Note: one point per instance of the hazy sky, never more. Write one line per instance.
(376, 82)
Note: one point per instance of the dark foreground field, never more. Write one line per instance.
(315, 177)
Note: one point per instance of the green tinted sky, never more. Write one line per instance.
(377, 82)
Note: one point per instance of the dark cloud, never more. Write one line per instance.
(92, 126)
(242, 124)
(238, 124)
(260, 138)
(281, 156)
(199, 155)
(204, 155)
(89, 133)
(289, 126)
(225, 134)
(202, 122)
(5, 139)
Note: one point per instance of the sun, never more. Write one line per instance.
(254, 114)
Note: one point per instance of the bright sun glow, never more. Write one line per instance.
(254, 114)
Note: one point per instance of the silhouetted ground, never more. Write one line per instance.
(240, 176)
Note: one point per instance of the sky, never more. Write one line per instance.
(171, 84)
• • • •
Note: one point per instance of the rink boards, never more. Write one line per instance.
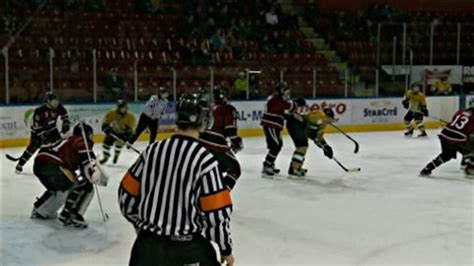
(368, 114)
• • • •
▶ What to produce: How many rows of the entries above contain the string "line", with case counting? Reply with the number alone.

▶ Correct output: 9